ИСХОДНЫЙ ТЕКСТ:
Прогулки вокруг барака
К уже набившей нам оскомину бывшей крылатой фразе «коммунизм есть советская власть плюс электрификация всей страны» — Хрущев, увлекшись стройками большой химии, добавил: «плюс химизация». И при нем стали выпускать заключенных досрочно, чтобы работали они на стройках этой химии, отсюда и название таких условно освобожденных: химики. Много я их здесь насмотрелся и наслушался (ибо за прогулы или пьянку возвращают нещадно в лагеря), и слова «плюс химизация» в совершенно ином ракурсе осветили мне давнюю мечту наших вождей, по случайности (совпадению?) так точно поименованную Никитой как необходимое для коммунизма средство.
Если у нас сейчас, даже по казенным данным, сидит около миллиона человек (во времена Олимпиады было втрое, очевидно, больше), то это значит, что сотни тысяч химиков трудятся сейчас на множестве строек страны, в самый трудный период каждой стройки — при закладках нулевого цикла, на земляных и бетонных работах. Это армия рабов в полном и точном смысле слова. Они прикреплены до окончания срока к месту, куда их привезли, без права перехода на другую работу. Они живут в специальных общежитиях, откуда выход — только на работу, а после нее — отпустит за продуктами (или не отпустит) дежурный надзиратель (прямо при каждом общежитии — специальное отделение милиции). Самые тяжелые, самые невыгодные материально работы — химикам, ибо вольные уходят с таких. До сих пор (не то чтобы законно, но всем известно) практикуются телесные наказания (дежурные бьют их в своих дежурках — за выпивку, за уход без спроса из общежития, просто, наконец, за то, что «показал зубы», как принято здесь говорить). В отпуск при безупречности поведения можно съездить домой — по специальному удостоверению, без которого милиция вернет обратно по этапу. Главное же — труд, труд и труд. Любой, какой нужен производству, независимо от твоей профессии. Рабство временное, но полное. Очень удобное для строек любых мастей. И в любой момент из лагерей привозится любое новое количество взамен освободившихся или возвращенных на зону. И они счастливы, химики, ибо в самом деле эта иллюзорная свобода (тратить зарплату самому на вольно покупаемый харч, украдкой выпить, найти женщину) — явное улучшение жизни. Разве не мечта — армия таких работников? И незримая здесь вьется ниточка от военных поселений Аракчеева, через несбывшуюся голубую мечту Троцкого о трудовых армиях (точный прообраз сегодняшних химиков) — к высказанной теперь Хрущевым (хоть и неосознанно, через совпадение) мечте о «химизации» всей страны. А ведь если чуть добавить законов, ограничивающих возможность уйти с работы на другую, чуть потуже затянуть петлю дисциплинарных взысканий — и мечта обернется явью.

ВЫДЕРЖКИ ИЗ СТРОК:
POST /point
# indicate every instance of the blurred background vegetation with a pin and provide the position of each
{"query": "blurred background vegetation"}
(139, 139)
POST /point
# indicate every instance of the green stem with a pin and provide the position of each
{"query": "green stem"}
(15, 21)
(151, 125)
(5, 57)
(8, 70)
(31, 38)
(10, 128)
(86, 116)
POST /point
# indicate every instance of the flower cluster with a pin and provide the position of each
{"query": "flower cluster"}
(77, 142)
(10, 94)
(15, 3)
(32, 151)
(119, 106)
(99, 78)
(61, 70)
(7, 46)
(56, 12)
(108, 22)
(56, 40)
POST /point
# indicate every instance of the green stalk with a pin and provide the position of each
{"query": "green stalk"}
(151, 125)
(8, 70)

* * *

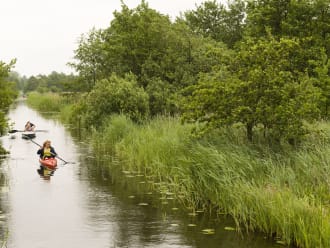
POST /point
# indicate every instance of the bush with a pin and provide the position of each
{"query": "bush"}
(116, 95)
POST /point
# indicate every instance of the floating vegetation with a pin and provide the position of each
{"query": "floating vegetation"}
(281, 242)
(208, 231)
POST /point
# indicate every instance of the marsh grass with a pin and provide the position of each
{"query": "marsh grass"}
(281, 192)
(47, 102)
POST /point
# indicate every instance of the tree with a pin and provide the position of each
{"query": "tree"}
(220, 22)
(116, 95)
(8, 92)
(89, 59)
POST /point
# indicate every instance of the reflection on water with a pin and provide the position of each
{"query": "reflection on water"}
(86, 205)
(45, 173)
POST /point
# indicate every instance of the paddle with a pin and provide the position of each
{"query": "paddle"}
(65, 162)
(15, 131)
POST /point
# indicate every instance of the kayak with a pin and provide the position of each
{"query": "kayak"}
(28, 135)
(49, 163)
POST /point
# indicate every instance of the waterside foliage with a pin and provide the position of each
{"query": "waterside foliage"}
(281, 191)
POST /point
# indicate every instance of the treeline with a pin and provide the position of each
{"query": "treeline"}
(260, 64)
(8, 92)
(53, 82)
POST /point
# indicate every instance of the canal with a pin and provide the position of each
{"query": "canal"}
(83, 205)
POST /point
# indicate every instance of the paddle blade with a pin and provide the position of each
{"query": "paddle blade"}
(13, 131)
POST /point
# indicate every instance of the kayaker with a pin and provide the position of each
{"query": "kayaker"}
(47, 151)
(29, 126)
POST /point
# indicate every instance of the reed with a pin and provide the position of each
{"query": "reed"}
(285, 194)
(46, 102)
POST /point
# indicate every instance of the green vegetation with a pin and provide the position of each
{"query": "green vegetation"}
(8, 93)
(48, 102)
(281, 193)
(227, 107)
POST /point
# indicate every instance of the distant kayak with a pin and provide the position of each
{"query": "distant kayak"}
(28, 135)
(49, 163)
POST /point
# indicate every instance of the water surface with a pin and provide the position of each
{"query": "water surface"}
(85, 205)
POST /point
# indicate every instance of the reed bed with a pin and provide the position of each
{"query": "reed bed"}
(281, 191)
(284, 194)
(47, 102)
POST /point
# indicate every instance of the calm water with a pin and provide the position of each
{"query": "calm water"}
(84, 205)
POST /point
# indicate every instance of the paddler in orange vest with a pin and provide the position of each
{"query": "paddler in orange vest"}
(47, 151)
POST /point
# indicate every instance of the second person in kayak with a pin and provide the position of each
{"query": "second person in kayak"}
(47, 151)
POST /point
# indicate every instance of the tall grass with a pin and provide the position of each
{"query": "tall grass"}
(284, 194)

* * *

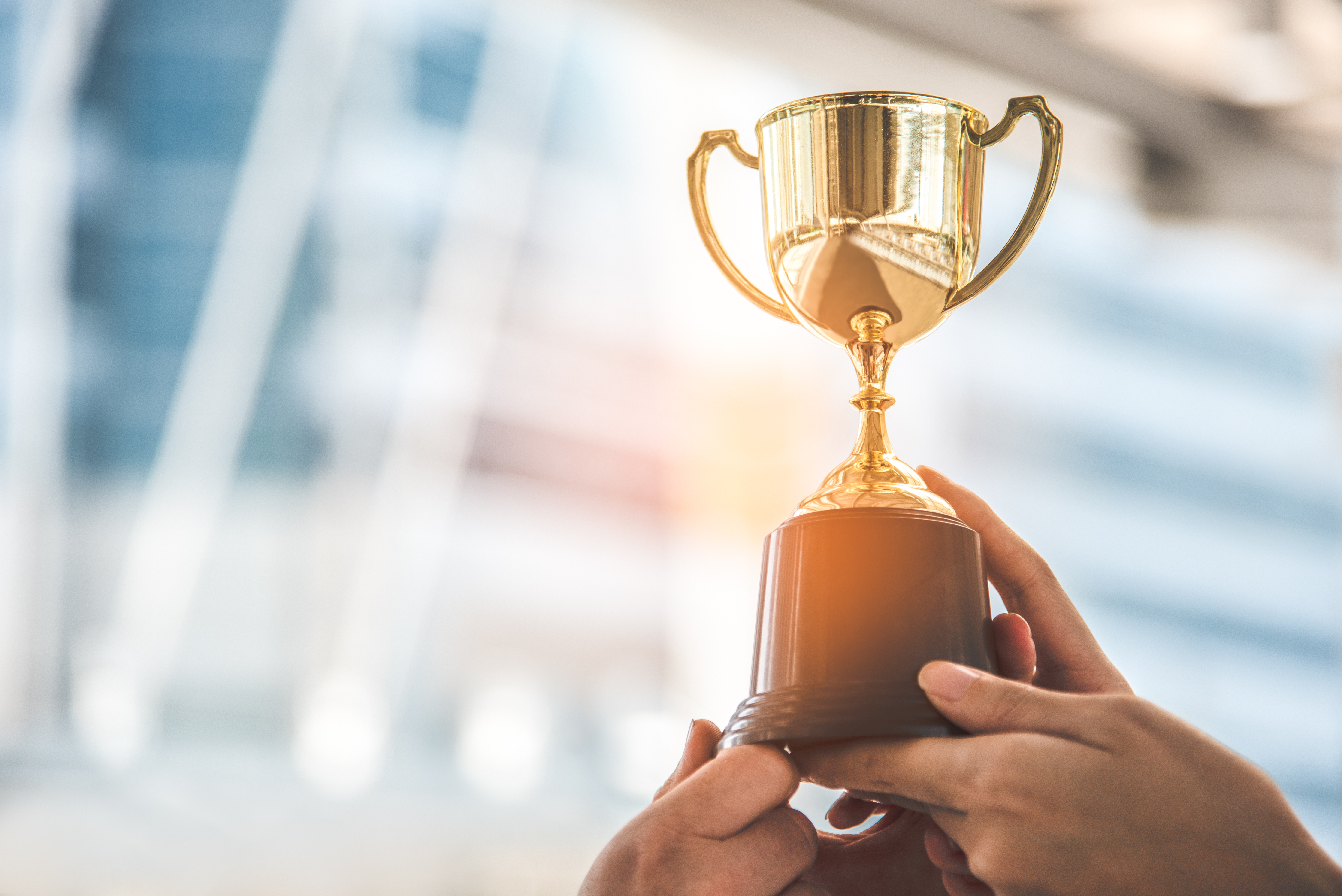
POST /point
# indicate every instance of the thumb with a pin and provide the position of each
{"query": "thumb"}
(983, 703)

ЗАДАНИЯ:
1. Перепишите слово в слово часть текста о химиках. Начните с места, где стоят слова «Прогулки вокруг барака», и остановитесь после слов «для коммунизма средство.».
2. Ответьте по тексту о химиках на вопросы:
(а) Кто добавил к известной фразе слова «плюс химизация»?
(б) Сколько человек сидит сейчас, даже по казенным данным?
(в) На каких работах химики трудятся в самый трудный период каждой стройки?
3. Определите, согласуются ли с текстом о химиках эти утверждения. Каждый ответ подтвердите точной цитатой.
(а) Химики могут перейти на другую работу по своему выбору.
(б) При каждом общежитии химиков есть специальное отделение милиции.
(в) Во времена Олимпиады сидело меньше людей, чем сейчас.

ОТВЕТЫ К ЗАДАНИЯМ:
1.
Прогулки вокруг барака
К уже набившей нам оскомину бывшей крылатой фразе «коммунизм есть советская власть плюс электрификация всей страны» — Хрущев, увлекшись стройками большой химии, добавил: «плюс химизация». И при нем стали выпускать заключенных досрочно, чтобы работали они на стройках этой химии, отсюда и название таких условно освобожденных: химики. Много я их здесь насмотрелся и наслушался (ибо за прогулы или пьянку возвращают нещадно в лагеря), и слова «плюс химизация» в совершенно ином ракурсе осветили мне давнюю мечту наших вождей, по случайности (совпадению?) так точно поименованную Никитой как необходимое для коммунизма средство.

2.
(а) Хрущев.
(б) Около миллиона человек.
(в) При закладках нулевого цикла, на земляных и бетонных работах.

3.
(а) Нет: «без права перехода на другую работу».
(б) Да: «прямо при каждом общежитии — специальное отделение милиции».
(в) Нет: «во времена Олимпиады было втрое, очевидно, больше».